Shortcuts

Source code for torch_tensorrt._compile

from __future__ import annotations

import collections.abc
import logging
from enum import Enum
from typing import Any, Callable, List, Optional, Sequence, Set

import torch
import torch.fx
from torch_tensorrt._enums import dtype
from torch_tensorrt._features import ENABLED_FEATURES
from torch_tensorrt._Input import Input
from torch_tensorrt.dynamo import _defaults
from torch_tensorrt.fx import InputTensorSpec
from torch_tensorrt.fx.lower import compile as fx_compile
from torch_tensorrt.fx.utils import LowerPrecision
from typing_extensions import TypeGuard

if ENABLED_FEATURES.torchscript_frontend:
    import torch_tensorrt.ts
    from torch_tensorrt.ts._compiler import compile as torchscript_compile
    from torch_tensorrt.ts._compiler import (
        convert_method_to_trt_engine as ts_convert_method_to_trt_engine,
    )

if ENABLED_FEATURES.dynamo_frontend:
    from torch.export import ExportedProgram
    from torch_tensorrt.dynamo._compiler import compile as dynamo_compile
    from torch_tensorrt.dynamo._compiler import (
        convert_module_to_trt_engine as dynamo_convert_module_to_trt_engine,
    )
    from torch_tensorrt.dynamo._tracer import trace as dynamo_trace

logger = logging.getLogger(__name__)

__all__ = ["compile", "convert_method_to_trt_engine", "save", "load"]


def _non_fx_input_interface(
    inputs: Sequence[Input | torch.Tensor | InputTensorSpec],
) -> TypeGuard[List[Input | torch.Tensor]]:
    return all(isinstance(i, (torch.Tensor, Input)) for i in inputs)


def _fx_input_interface(
    inputs: Sequence[Input | torch.Tensor | InputTensorSpec],
) -> TypeGuard[List[InputTensorSpec | torch.Tensor]]:
    return all(isinstance(i, (torch.Tensor, InputTensorSpec)) for i in inputs)


class _IRType(Enum):
    """Enum to determine the type of IR selected for model compilation"""

    ts = 0
    fx = 1
    dynamo = 2
    torch_compile = 3
    exported_program = 4


class _ModuleType(Enum):
    """Enum to determine the type of model provided as input"""

    nn = 0
    ts = 1
    fx = 2
    ep = 3


def _parse_module_type(module: Any) -> _ModuleType:
    if any(
        isinstance(module, t)
        for t in [torch.jit.ScriptModule, torch.jit.ScriptFunction]
    ):
        return _ModuleType.ts
    elif isinstance(module, torch.fx.GraphModule):
        return _ModuleType.fx
    elif isinstance(module, ExportedProgram):
        return _ModuleType.ep
    elif isinstance(module, torch.nn.Module):
        return _ModuleType.nn
    else:
        raise RuntimeError("Module is an unknown format")

• _Problems_:
(1) Which members does the _IRType enum in the torch_tensorrt._compile source define?
(2) Carry on with the torch_tensorrt._compile source from the point at which it stops.
The material that comes next is separate from the torch_tensorrt._compile source.

• _Dataset rows_:
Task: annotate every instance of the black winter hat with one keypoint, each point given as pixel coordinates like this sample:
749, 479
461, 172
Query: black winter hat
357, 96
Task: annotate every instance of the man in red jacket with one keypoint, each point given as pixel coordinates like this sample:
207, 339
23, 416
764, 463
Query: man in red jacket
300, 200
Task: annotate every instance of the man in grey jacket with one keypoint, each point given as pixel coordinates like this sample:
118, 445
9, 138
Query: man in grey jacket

==

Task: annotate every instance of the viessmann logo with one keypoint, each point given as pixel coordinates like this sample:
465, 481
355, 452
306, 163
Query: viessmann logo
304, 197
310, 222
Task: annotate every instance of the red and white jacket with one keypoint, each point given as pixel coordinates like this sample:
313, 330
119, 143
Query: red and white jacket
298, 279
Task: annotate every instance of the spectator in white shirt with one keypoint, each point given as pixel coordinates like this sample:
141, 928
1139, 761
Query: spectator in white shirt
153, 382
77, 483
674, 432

• _Answers in order_:
(1) ts, fx, dynamo, torch_compile, exported_program

(2)
def _get_target_fe(module_type: _ModuleType, ir: str) -> _IRType:
    module_is_tsable = any(module_type == t for t in [_ModuleType.nn, _ModuleType.ts])
    module_is_fxable = any(module_type == t for t in [_ModuleType.nn, _ModuleType.fx])
    module_is_exportable = module_type == _ModuleType.ep

    ir_targets_torchscript = any(ir == opt for opt in ["torchscript", "ts"])
    ir_targets_fx = ir == "fx"
    ir_targets_dynamo = ir == "dynamo"
    ir_targets_torch_compile = ir == "torch_compile"

    if module_is_tsable and ir_targets_torchscript:
        if ENABLED_FEATURES.torchscript_frontend:
            return _IRType.ts
        else:
            raise ValueError(
                "Requested using the TS frontend but the TS frontend is not available in this build of Torch-TensorRT"
            )
    elif module_is_fxable and ir_targets_fx:
        if ENABLED_FEATURES.fx_frontend:
            return _IRType.fx
        else:
            raise ValueError(
                "Requested using the FX frontend but the FX frontend is not available in this build of Torch-TensorRT"
            )
    elif (module_is_fxable or module_is_exportable) and ir_targets_dynamo:
        if ENABLED_FEATURES.dynamo_frontend:
            return _IRType.dynamo
        else:
            raise ValueError(
                "Requested using the Dynamo frontend but the Dynamo frontend is not available in this build of Torch-TensorRT"
            )
    elif module_is_fxable and ir_targets_torch_compile:
        if ENABLED_FEATURES.dynamo_frontend:
            return _IRType.torch_compile
        else:
            raise ValueError(
                "Requested using the Torch-TensorRT torch.compile backend but the Torch-TensorRT torch.compile backend is not available in this build of Torch-TensorRT"
            )
    else:
        if ir == "default":
            # Options are listed in order of preference
            if ENABLED_FEATURES.dynamo_frontend and module_is_fxable:
                logger.info("ir was set to default, using dynamo frontend")
                return _IRType.dynamo
            elif ENABLED_FEATURES.torchscript_frontend and module_is_tsable:
                if ENABLED_FEATURES.dynamo_frontend:
                    logger.warning(
                        "Input is a torchscript module but the ir was not specified (default=dynamo), please set ir=torchscript to suppress the warning."
                    )
                return _IRType.ts
            elif ENABLED_FEATURES.dynamo_frontend and module_is_exportable:
                logger.info("ir was set to default, using dynamo frontend")
                return _IRType.dynamo
            else:
                raise ValueError(
                    f"Module was provided in an unsupported format\nInstalled frontends:\n\tDynamo - {ENABLED_FEATURES.dynamo_frontend}\n\tTorchScript - {ENABLED_FEATURES.torchscript_frontend}\n\tFX - {ENABLED_FEATURES.fx_frontend})"
                )
        else:
            raise ValueError("Unknown ir was requested")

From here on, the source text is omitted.